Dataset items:
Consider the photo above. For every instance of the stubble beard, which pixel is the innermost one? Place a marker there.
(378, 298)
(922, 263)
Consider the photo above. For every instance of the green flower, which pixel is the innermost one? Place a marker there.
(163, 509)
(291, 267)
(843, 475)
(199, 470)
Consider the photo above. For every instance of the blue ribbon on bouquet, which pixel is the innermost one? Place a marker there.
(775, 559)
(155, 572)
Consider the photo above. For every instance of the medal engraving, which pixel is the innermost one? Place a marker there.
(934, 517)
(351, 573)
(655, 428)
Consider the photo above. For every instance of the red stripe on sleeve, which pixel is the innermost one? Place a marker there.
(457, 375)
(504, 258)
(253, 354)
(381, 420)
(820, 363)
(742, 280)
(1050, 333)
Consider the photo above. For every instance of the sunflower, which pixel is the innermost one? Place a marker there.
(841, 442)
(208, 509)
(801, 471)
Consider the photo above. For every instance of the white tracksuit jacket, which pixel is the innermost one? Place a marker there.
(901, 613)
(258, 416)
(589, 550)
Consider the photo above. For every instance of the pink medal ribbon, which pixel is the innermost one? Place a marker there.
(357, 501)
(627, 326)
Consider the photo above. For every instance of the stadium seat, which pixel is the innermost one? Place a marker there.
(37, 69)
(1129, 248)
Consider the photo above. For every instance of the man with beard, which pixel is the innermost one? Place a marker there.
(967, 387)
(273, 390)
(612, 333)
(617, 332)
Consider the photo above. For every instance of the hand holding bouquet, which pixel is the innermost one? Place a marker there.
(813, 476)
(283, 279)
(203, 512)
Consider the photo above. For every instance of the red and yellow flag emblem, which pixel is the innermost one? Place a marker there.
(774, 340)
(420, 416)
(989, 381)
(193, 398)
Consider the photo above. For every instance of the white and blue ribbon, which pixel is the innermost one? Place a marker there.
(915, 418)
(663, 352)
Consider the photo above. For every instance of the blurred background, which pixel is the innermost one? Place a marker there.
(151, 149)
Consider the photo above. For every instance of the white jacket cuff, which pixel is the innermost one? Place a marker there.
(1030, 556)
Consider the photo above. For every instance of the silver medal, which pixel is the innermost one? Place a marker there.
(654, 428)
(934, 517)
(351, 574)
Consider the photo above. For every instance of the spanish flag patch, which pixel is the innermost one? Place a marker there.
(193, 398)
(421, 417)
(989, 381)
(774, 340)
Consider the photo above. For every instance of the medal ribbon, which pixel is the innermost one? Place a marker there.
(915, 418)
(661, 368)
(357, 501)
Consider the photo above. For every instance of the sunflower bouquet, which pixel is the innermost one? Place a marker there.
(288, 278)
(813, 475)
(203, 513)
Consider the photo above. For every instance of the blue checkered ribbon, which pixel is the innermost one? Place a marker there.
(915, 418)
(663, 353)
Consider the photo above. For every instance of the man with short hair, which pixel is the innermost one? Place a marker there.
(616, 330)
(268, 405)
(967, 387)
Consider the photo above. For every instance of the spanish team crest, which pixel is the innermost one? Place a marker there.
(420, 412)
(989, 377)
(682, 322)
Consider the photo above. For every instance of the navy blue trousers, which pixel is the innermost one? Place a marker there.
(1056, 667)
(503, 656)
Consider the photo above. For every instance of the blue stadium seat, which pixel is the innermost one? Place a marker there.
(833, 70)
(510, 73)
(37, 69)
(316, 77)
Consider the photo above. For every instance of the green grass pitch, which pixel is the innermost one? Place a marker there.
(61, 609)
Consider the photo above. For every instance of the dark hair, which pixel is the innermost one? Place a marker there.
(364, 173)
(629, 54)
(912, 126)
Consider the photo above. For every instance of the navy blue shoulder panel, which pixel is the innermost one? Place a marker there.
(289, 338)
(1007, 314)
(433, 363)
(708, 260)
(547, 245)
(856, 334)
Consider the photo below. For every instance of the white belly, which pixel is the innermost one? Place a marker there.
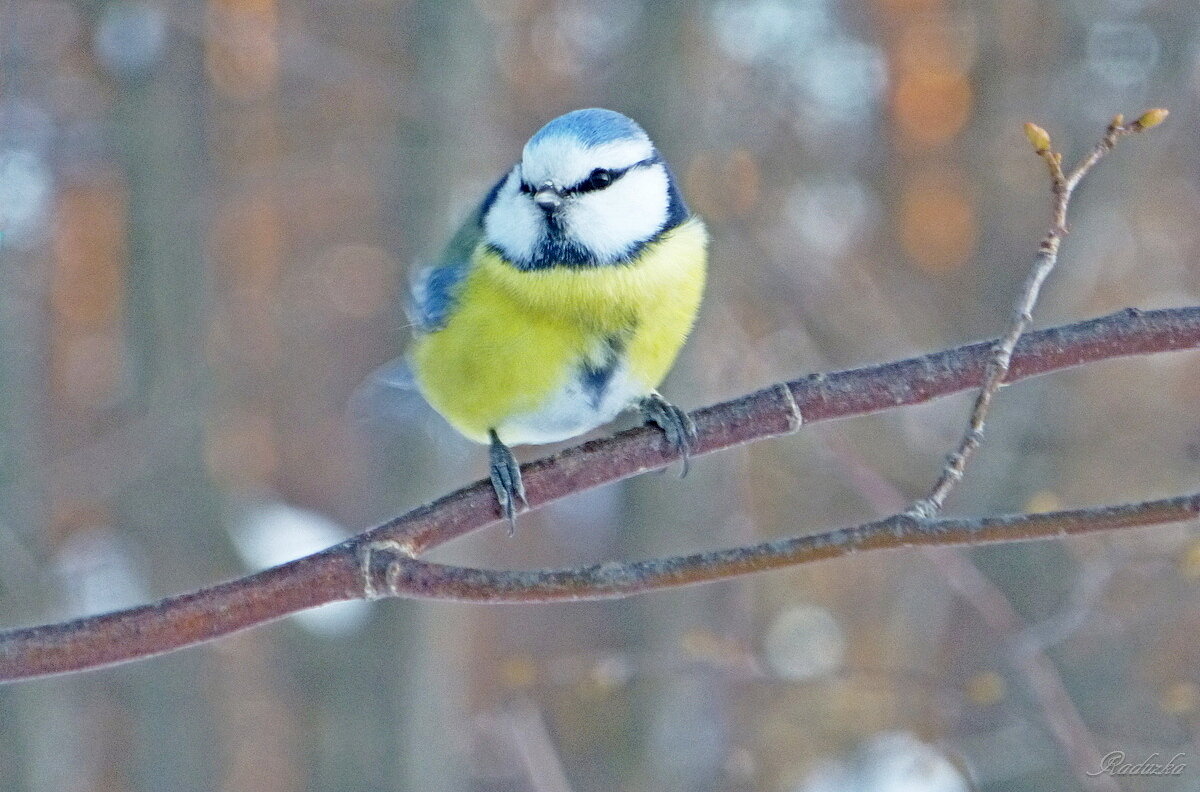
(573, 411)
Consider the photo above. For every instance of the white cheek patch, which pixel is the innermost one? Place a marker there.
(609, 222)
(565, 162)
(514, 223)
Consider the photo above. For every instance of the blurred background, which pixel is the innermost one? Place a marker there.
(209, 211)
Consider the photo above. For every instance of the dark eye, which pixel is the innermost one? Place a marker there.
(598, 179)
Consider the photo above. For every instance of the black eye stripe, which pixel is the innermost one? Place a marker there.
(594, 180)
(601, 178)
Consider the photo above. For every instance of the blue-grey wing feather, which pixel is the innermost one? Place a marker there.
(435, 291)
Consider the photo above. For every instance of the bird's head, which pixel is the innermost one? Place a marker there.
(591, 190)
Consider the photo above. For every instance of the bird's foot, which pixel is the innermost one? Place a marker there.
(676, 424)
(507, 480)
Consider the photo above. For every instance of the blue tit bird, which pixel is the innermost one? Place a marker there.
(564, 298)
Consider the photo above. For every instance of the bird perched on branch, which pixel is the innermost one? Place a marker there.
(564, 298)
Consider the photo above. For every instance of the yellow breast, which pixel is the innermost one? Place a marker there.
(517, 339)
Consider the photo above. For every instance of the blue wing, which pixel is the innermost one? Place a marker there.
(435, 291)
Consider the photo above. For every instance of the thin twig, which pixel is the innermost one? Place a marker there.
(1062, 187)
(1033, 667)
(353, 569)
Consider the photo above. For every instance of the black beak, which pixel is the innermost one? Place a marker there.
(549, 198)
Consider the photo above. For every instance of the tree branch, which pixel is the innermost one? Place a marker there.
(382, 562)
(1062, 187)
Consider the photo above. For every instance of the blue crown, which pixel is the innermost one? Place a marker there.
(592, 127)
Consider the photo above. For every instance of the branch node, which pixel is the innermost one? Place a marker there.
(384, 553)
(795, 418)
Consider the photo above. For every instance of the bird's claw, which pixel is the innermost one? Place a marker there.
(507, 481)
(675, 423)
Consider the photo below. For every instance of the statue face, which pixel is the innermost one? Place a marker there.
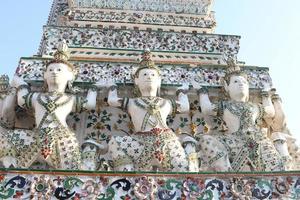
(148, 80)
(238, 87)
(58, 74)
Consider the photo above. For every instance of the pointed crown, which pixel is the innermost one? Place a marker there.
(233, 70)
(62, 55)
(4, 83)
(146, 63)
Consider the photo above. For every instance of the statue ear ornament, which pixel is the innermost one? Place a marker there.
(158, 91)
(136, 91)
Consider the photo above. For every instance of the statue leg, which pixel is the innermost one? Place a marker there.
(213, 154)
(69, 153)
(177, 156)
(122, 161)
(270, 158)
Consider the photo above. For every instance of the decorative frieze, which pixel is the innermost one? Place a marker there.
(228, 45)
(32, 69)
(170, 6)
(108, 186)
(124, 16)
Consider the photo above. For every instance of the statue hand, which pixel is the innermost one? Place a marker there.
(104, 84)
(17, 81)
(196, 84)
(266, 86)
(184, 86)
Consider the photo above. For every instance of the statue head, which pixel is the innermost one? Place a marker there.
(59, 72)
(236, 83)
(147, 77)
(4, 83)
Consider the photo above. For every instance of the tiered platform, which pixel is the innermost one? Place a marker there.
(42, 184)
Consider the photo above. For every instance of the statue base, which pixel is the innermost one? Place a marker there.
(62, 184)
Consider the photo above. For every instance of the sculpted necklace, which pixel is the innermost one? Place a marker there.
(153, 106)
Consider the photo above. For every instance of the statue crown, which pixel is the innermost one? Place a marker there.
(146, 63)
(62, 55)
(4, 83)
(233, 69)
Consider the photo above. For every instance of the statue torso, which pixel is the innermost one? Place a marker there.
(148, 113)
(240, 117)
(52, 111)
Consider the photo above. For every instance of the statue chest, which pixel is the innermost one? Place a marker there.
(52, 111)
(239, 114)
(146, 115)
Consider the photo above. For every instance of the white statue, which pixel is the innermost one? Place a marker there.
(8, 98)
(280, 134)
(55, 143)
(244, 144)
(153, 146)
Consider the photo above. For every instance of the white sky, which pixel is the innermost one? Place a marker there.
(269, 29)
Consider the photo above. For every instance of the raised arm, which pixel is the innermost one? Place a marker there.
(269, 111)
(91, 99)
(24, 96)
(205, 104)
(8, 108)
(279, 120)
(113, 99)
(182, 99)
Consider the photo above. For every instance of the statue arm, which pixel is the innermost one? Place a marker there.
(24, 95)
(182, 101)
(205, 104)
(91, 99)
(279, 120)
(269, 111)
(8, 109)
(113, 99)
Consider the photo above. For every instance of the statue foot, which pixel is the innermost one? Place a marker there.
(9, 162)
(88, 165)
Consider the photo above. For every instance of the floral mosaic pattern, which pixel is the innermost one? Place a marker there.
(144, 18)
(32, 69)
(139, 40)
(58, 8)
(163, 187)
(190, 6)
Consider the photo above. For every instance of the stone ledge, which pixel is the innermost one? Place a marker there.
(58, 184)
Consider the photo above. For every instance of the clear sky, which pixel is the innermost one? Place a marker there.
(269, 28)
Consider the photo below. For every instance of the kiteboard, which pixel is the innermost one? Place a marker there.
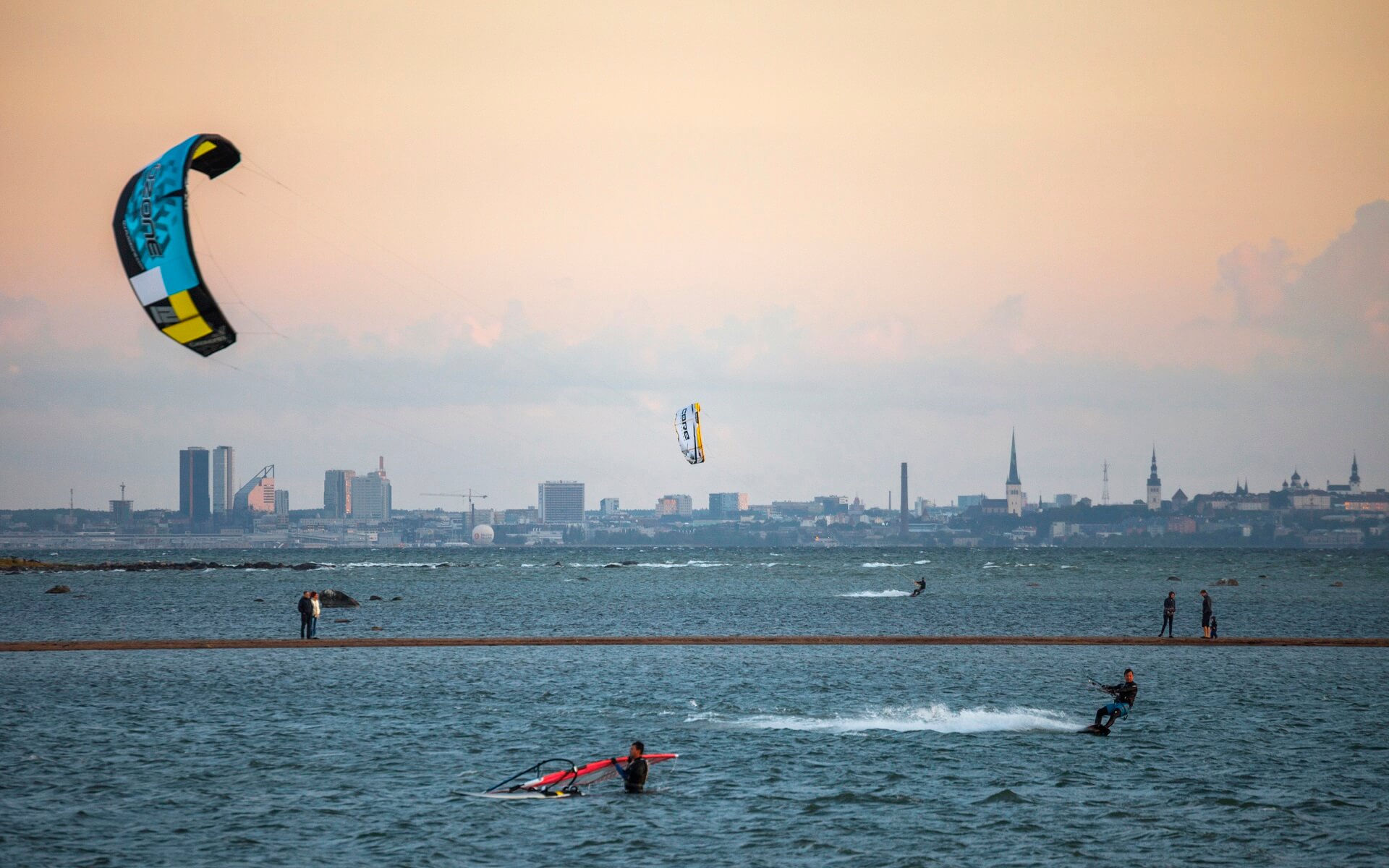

TASK BRIEF:
Write out, word for word, the lines running from the one containing "Consider the photo above. For every instance of the stone" to the end of the data above; the pictures are to be left out.

WRITTEN RESPONSE:
Consider the photo above. For every instance of the stone ledge, which pixel is the innermost one? Place a marker there.
(58, 184)
Consider the photo above. For every instance of the clear sky, which pixel is the innermost one? Place a marker there.
(269, 28)
Consider the photo below. For every instance of the kiteboard, which pixel is the innermost one? Place a marker there.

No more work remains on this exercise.